> [Görev]: Malta tarihi metnine göre Yeni Taş Devri insanlarının varlığına dair kanıtlar hangi mağarada bulunmuştur?

> [Verilen Metin]:
◆ ◆ ◆

MALTA TARİHİ

Son güncelleme: 04.10.2007 22:44
  • MALTA

    Güney Avrupa'da, Akdeniz'de adalar, Sicilya'nın güneyinde yer almaktalar. Malta takımadaları 3 büyük, 2 küçük adadan oluşur. Büyükleri: Malta, Gozo ve Comino. Takımadalar arasında en büyüğü olan Malta 237 km², Gozo 68 km² ve Comino 2 km² yüzölçümüne sahiptir.
    Tarih Öncesi
    Malta'da ilk yaşayan insan belirtileri M.Ö. 4000 yılına, Neolitik Döneme dayanmaktadır. Yeni Taş Devri insanlarının varoluş kanıtlarına Malta'nın güneyinde, Birzebbuga'nın yakınındaki Ghar Dalam mağarasında rastlanmaktadır. Arkeologlar bu bölgede önceki dönemlerden kalma geyik, hipopotam ve bodur fillerin kalıntılarını da keşfetmişlerdir. Bu kalıntılar, Malta'nın günümüz Avrupa ve Afrika kıtalarına bağlı olduğu dönemlere aittir. Takip eden koloniler, büyük ihtimalle Sicilya'dan geldikleri tahmin edilen, tapınak inşa eden ırklar (topluluklar) getirmişlerdir. O dönem yaşamış olan Maltalılar, binlerce yıldan sonra bile bugün hala ayakta kalabilmeyi başarmış, hayat tarzları ve medeniyet düzeyleri hakkında bizleri hayrete düşüren yapılar bırakmışlardır.

◆ ◆ ◆

> [Alıntılanan Veriler]:
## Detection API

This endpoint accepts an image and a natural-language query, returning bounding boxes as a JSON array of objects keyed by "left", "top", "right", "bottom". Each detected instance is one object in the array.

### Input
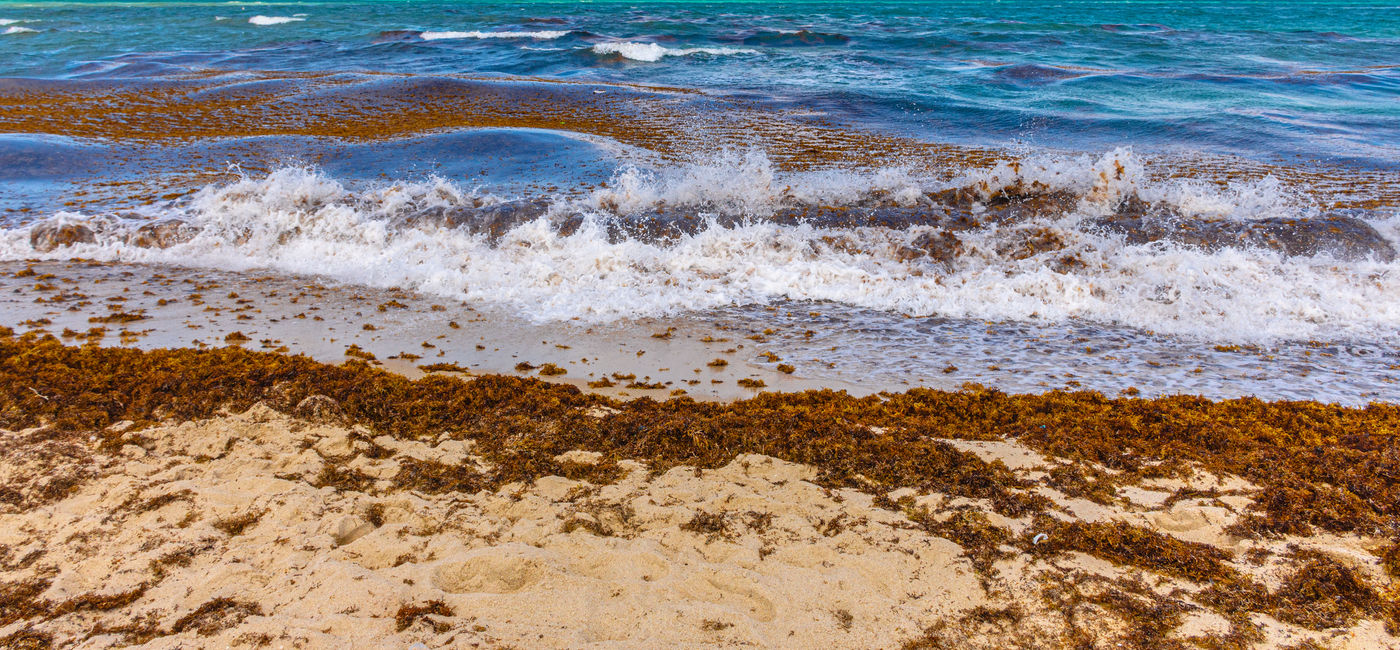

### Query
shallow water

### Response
[{"left": 0, "top": 1, "right": 1400, "bottom": 403}]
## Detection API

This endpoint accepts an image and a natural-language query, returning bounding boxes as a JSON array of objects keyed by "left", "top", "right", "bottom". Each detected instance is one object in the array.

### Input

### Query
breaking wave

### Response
[
  {"left": 248, "top": 15, "right": 307, "bottom": 27},
  {"left": 592, "top": 42, "right": 759, "bottom": 63},
  {"left": 419, "top": 29, "right": 568, "bottom": 41},
  {"left": 0, "top": 150, "right": 1400, "bottom": 342}
]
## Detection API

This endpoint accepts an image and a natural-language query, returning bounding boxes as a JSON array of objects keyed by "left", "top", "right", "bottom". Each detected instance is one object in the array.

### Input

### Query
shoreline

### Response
[
  {"left": 0, "top": 332, "right": 1400, "bottom": 647},
  {"left": 0, "top": 259, "right": 1400, "bottom": 406}
]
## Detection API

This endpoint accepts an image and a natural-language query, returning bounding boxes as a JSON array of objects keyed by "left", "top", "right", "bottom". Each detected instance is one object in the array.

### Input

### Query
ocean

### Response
[{"left": 0, "top": 0, "right": 1400, "bottom": 403}]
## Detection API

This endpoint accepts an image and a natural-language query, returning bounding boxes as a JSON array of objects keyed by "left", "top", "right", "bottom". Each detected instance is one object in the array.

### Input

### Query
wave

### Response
[
  {"left": 0, "top": 151, "right": 1400, "bottom": 342},
  {"left": 419, "top": 29, "right": 568, "bottom": 41},
  {"left": 248, "top": 15, "right": 307, "bottom": 27},
  {"left": 743, "top": 29, "right": 851, "bottom": 48},
  {"left": 592, "top": 42, "right": 759, "bottom": 63}
]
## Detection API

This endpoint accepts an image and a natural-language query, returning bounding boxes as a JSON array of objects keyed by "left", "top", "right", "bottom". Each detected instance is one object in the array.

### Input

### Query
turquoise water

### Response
[
  {"left": 0, "top": 0, "right": 1400, "bottom": 168},
  {"left": 0, "top": 0, "right": 1400, "bottom": 402}
]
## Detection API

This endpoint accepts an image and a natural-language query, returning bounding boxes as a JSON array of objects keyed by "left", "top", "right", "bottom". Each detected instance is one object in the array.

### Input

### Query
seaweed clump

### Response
[{"left": 393, "top": 601, "right": 456, "bottom": 633}]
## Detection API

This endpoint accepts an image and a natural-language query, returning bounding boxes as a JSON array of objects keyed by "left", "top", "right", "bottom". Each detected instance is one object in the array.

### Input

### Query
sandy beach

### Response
[
  {"left": 0, "top": 0, "right": 1400, "bottom": 650},
  {"left": 0, "top": 335, "right": 1400, "bottom": 649}
]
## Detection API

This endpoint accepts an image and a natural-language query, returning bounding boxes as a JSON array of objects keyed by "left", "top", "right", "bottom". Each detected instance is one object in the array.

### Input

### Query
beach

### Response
[
  {"left": 0, "top": 335, "right": 1400, "bottom": 649},
  {"left": 0, "top": 0, "right": 1400, "bottom": 650}
]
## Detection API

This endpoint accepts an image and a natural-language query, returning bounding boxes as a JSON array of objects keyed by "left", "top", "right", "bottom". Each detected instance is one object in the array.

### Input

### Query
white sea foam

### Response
[
  {"left": 248, "top": 15, "right": 307, "bottom": 27},
  {"left": 0, "top": 151, "right": 1400, "bottom": 342},
  {"left": 594, "top": 42, "right": 759, "bottom": 62},
  {"left": 419, "top": 31, "right": 568, "bottom": 41}
]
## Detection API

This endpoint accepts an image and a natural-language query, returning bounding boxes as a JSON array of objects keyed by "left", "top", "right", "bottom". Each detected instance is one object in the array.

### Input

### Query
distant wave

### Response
[
  {"left": 743, "top": 29, "right": 851, "bottom": 48},
  {"left": 594, "top": 42, "right": 759, "bottom": 62},
  {"left": 248, "top": 15, "right": 307, "bottom": 25},
  {"left": 419, "top": 29, "right": 568, "bottom": 41}
]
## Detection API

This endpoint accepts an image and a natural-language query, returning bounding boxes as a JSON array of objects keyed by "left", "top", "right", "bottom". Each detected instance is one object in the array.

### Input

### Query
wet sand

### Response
[{"left": 0, "top": 261, "right": 1400, "bottom": 405}]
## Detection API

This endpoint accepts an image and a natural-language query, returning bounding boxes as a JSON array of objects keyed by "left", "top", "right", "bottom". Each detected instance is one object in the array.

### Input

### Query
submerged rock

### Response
[
  {"left": 29, "top": 223, "right": 97, "bottom": 252},
  {"left": 1093, "top": 213, "right": 1396, "bottom": 262},
  {"left": 126, "top": 220, "right": 192, "bottom": 248}
]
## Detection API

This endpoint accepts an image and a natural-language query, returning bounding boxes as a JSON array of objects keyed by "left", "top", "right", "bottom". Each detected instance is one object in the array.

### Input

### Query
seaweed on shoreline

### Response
[{"left": 0, "top": 332, "right": 1400, "bottom": 535}]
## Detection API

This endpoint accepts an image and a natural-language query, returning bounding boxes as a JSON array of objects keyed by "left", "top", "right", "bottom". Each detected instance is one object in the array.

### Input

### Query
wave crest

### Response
[
  {"left": 592, "top": 42, "right": 759, "bottom": 63},
  {"left": 0, "top": 151, "right": 1400, "bottom": 342}
]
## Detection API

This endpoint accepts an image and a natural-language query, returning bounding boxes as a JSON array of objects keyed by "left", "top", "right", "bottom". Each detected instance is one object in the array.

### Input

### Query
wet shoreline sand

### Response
[{"left": 0, "top": 332, "right": 1400, "bottom": 647}]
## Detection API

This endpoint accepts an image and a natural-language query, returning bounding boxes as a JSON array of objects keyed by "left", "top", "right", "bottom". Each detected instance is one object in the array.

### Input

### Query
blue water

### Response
[
  {"left": 0, "top": 0, "right": 1400, "bottom": 402},
  {"left": 8, "top": 0, "right": 1400, "bottom": 168}
]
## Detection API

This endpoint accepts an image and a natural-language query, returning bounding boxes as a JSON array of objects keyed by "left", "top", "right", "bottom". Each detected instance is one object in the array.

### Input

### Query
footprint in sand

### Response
[
  {"left": 433, "top": 545, "right": 549, "bottom": 594},
  {"left": 682, "top": 573, "right": 777, "bottom": 622}
]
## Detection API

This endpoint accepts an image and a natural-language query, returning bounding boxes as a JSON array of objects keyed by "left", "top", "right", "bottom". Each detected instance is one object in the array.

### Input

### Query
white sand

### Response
[{"left": 0, "top": 405, "right": 1397, "bottom": 649}]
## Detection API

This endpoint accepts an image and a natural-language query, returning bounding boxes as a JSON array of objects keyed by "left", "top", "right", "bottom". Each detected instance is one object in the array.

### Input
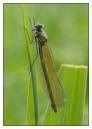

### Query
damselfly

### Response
[{"left": 24, "top": 19, "right": 64, "bottom": 112}]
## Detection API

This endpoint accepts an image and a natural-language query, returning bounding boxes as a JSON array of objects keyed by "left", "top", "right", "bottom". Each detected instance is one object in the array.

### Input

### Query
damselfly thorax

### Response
[{"left": 32, "top": 24, "right": 64, "bottom": 112}]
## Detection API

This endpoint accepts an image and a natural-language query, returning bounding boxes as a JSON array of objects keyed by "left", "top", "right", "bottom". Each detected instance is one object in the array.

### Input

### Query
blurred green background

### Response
[{"left": 4, "top": 4, "right": 88, "bottom": 125}]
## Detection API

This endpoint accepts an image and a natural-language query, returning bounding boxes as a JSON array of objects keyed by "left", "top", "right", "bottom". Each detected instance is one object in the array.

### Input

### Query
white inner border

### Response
[{"left": 0, "top": 0, "right": 92, "bottom": 129}]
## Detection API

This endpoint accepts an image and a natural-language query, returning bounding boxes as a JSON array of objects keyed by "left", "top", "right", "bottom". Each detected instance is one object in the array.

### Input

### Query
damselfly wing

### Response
[{"left": 33, "top": 24, "right": 64, "bottom": 112}]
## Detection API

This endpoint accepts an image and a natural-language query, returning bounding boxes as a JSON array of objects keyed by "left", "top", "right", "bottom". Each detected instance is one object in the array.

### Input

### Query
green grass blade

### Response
[
  {"left": 23, "top": 5, "right": 38, "bottom": 125},
  {"left": 45, "top": 65, "right": 87, "bottom": 125}
]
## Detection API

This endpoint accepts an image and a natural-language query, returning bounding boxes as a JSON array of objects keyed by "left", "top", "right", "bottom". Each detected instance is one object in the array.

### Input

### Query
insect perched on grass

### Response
[{"left": 24, "top": 18, "right": 64, "bottom": 112}]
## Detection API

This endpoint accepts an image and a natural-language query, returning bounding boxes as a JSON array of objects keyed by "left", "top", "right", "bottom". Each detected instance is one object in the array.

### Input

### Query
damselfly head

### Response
[{"left": 32, "top": 24, "right": 44, "bottom": 32}]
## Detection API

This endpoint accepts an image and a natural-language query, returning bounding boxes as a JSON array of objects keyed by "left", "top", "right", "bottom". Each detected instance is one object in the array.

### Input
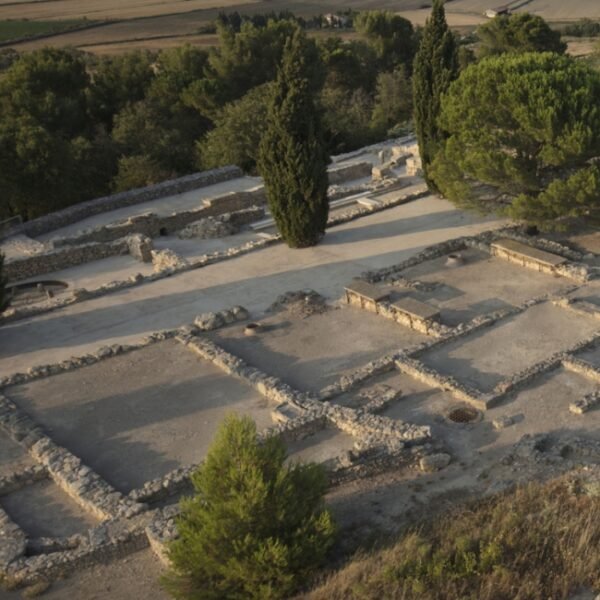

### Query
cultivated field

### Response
[{"left": 0, "top": 0, "right": 600, "bottom": 54}]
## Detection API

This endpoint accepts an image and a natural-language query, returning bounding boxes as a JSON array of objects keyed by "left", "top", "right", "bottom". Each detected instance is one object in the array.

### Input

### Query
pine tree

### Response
[
  {"left": 413, "top": 0, "right": 459, "bottom": 190},
  {"left": 163, "top": 416, "right": 335, "bottom": 600},
  {"left": 258, "top": 30, "right": 329, "bottom": 248},
  {"left": 0, "top": 252, "right": 9, "bottom": 312}
]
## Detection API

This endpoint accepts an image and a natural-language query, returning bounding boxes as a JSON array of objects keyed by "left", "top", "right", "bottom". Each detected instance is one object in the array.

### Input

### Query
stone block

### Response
[{"left": 419, "top": 452, "right": 452, "bottom": 473}]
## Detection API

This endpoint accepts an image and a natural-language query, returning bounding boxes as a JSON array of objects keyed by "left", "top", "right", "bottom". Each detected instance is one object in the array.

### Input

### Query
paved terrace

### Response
[{"left": 0, "top": 196, "right": 502, "bottom": 375}]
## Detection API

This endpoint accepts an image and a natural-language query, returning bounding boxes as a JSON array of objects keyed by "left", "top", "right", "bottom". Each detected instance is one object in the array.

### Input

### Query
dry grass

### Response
[{"left": 306, "top": 479, "right": 600, "bottom": 600}]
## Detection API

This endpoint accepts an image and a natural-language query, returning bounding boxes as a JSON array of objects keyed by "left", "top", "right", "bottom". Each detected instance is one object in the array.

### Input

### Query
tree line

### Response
[{"left": 0, "top": 11, "right": 417, "bottom": 219}]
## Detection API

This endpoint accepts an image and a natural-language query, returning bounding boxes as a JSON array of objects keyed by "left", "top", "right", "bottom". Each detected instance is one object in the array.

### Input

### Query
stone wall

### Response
[
  {"left": 4, "top": 239, "right": 129, "bottom": 281},
  {"left": 6, "top": 166, "right": 243, "bottom": 237},
  {"left": 327, "top": 161, "right": 373, "bottom": 185},
  {"left": 51, "top": 187, "right": 266, "bottom": 248},
  {"left": 177, "top": 206, "right": 265, "bottom": 240}
]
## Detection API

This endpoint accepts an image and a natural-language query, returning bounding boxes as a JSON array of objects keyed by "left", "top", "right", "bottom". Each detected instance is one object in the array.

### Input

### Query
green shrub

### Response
[{"left": 164, "top": 416, "right": 335, "bottom": 600}]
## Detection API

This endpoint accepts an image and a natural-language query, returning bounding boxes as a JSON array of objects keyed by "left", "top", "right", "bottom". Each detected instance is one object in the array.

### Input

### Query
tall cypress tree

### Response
[
  {"left": 0, "top": 252, "right": 9, "bottom": 312},
  {"left": 413, "top": 0, "right": 459, "bottom": 189},
  {"left": 258, "top": 29, "right": 329, "bottom": 248}
]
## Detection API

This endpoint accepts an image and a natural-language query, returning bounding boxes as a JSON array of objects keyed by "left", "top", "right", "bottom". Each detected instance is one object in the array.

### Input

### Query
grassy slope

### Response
[
  {"left": 307, "top": 478, "right": 600, "bottom": 600},
  {"left": 0, "top": 19, "right": 92, "bottom": 42}
]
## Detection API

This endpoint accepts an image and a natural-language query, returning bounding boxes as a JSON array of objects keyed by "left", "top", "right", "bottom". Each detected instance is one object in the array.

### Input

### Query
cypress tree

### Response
[
  {"left": 258, "top": 29, "right": 329, "bottom": 248},
  {"left": 0, "top": 252, "right": 9, "bottom": 312},
  {"left": 413, "top": 0, "right": 459, "bottom": 190}
]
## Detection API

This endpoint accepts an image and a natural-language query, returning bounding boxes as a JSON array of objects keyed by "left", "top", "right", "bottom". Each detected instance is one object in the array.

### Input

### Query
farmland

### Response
[{"left": 0, "top": 0, "right": 600, "bottom": 54}]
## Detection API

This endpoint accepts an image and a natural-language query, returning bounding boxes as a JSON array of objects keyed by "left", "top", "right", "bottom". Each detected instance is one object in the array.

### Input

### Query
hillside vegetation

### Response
[{"left": 306, "top": 478, "right": 600, "bottom": 600}]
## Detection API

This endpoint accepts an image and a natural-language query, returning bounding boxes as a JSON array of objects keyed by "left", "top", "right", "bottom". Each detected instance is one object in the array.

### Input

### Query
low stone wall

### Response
[
  {"left": 0, "top": 189, "right": 428, "bottom": 325},
  {"left": 50, "top": 187, "right": 266, "bottom": 248},
  {"left": 0, "top": 464, "right": 49, "bottom": 496},
  {"left": 327, "top": 161, "right": 373, "bottom": 185},
  {"left": 177, "top": 206, "right": 265, "bottom": 240},
  {"left": 377, "top": 302, "right": 449, "bottom": 337},
  {"left": 4, "top": 239, "right": 129, "bottom": 281},
  {"left": 0, "top": 394, "right": 144, "bottom": 519},
  {"left": 396, "top": 356, "right": 490, "bottom": 410},
  {"left": 6, "top": 166, "right": 243, "bottom": 237}
]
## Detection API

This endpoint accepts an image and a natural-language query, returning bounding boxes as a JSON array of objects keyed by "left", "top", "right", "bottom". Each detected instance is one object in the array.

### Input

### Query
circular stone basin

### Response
[
  {"left": 244, "top": 323, "right": 260, "bottom": 335},
  {"left": 6, "top": 281, "right": 69, "bottom": 293},
  {"left": 446, "top": 254, "right": 465, "bottom": 267},
  {"left": 446, "top": 404, "right": 481, "bottom": 423}
]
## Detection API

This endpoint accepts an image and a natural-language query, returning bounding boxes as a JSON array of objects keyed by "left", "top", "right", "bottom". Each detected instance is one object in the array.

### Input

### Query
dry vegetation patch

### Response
[{"left": 307, "top": 475, "right": 600, "bottom": 600}]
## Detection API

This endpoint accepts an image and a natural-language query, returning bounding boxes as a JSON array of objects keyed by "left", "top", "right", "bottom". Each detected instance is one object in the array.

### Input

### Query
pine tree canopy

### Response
[
  {"left": 431, "top": 52, "right": 600, "bottom": 228},
  {"left": 164, "top": 416, "right": 335, "bottom": 600}
]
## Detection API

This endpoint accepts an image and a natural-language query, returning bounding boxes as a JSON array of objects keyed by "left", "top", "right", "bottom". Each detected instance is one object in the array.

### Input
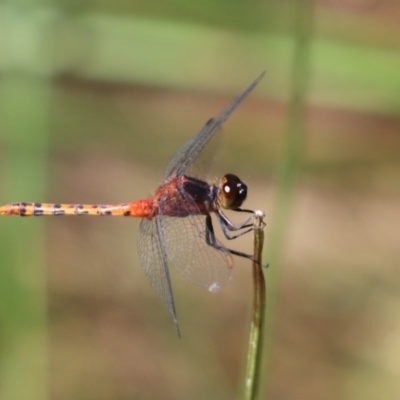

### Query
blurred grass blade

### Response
[
  {"left": 0, "top": 1, "right": 52, "bottom": 400},
  {"left": 263, "top": 0, "right": 313, "bottom": 398}
]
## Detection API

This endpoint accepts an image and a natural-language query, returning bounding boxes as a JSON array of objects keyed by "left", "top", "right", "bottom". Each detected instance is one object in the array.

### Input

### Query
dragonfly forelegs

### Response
[
  {"left": 216, "top": 208, "right": 254, "bottom": 240},
  {"left": 206, "top": 214, "right": 255, "bottom": 261}
]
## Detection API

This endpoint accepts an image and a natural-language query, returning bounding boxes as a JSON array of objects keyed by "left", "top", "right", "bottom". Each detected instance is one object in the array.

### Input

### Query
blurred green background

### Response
[{"left": 0, "top": 0, "right": 400, "bottom": 400}]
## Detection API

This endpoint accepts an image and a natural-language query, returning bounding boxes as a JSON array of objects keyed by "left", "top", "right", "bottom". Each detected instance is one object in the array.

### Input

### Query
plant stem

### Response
[{"left": 244, "top": 212, "right": 265, "bottom": 400}]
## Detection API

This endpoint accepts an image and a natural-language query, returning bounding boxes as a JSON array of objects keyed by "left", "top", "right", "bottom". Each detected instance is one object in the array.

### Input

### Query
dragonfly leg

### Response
[
  {"left": 216, "top": 209, "right": 254, "bottom": 240},
  {"left": 206, "top": 214, "right": 255, "bottom": 261}
]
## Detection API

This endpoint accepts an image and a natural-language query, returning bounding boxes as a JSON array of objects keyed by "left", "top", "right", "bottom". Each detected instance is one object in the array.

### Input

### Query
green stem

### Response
[{"left": 244, "top": 213, "right": 265, "bottom": 400}]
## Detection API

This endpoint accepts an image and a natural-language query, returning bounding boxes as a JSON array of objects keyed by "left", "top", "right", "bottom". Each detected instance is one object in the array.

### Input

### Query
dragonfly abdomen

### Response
[{"left": 0, "top": 202, "right": 153, "bottom": 217}]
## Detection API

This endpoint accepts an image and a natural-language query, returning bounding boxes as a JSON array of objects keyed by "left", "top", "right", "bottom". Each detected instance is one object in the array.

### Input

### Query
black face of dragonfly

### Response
[{"left": 218, "top": 174, "right": 247, "bottom": 210}]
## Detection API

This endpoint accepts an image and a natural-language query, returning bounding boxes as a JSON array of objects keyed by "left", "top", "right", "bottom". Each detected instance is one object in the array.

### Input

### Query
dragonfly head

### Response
[{"left": 218, "top": 174, "right": 247, "bottom": 209}]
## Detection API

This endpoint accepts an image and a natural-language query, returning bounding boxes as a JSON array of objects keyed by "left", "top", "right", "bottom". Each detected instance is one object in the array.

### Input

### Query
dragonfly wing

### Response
[
  {"left": 163, "top": 215, "right": 233, "bottom": 291},
  {"left": 160, "top": 191, "right": 233, "bottom": 291},
  {"left": 164, "top": 72, "right": 264, "bottom": 179},
  {"left": 137, "top": 216, "right": 179, "bottom": 334}
]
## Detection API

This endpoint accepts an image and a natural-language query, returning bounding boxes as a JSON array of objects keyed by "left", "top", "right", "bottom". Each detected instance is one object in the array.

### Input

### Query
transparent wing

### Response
[
  {"left": 137, "top": 216, "right": 179, "bottom": 332},
  {"left": 160, "top": 194, "right": 233, "bottom": 291},
  {"left": 164, "top": 72, "right": 265, "bottom": 179}
]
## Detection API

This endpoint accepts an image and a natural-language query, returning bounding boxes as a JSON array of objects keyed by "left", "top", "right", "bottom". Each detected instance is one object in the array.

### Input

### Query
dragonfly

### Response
[{"left": 0, "top": 72, "right": 265, "bottom": 336}]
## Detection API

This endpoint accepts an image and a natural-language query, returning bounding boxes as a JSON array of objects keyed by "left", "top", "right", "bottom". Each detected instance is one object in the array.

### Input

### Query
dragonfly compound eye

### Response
[{"left": 219, "top": 174, "right": 247, "bottom": 209}]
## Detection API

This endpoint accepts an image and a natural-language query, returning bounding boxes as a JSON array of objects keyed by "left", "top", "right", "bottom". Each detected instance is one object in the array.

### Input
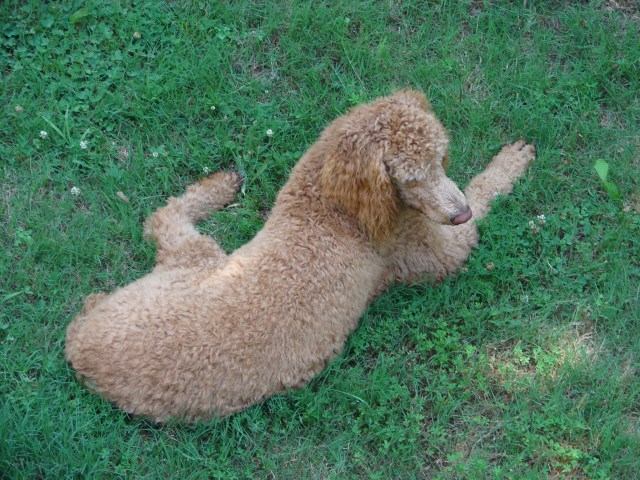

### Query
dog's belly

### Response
[{"left": 67, "top": 248, "right": 381, "bottom": 420}]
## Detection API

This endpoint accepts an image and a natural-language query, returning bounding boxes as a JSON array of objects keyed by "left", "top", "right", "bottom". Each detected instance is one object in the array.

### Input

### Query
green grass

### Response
[{"left": 0, "top": 0, "right": 640, "bottom": 479}]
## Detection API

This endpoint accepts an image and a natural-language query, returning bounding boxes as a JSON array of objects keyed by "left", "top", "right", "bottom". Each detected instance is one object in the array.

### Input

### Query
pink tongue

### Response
[{"left": 451, "top": 208, "right": 472, "bottom": 225}]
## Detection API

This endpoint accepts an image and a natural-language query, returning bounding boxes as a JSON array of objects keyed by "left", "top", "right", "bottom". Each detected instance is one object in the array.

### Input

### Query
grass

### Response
[{"left": 0, "top": 0, "right": 640, "bottom": 479}]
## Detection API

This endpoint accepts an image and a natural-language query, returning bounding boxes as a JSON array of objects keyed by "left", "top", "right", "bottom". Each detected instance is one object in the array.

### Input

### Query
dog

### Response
[{"left": 65, "top": 90, "right": 535, "bottom": 422}]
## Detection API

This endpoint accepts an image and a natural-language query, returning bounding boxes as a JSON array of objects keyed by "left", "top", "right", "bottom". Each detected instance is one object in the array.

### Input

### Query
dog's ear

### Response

◆ ◆ ◆

> [Görev Çıktısı]: Malta'nın güneyinde, Birzebbuga yakınındaki Ghar Dalam mağarasında.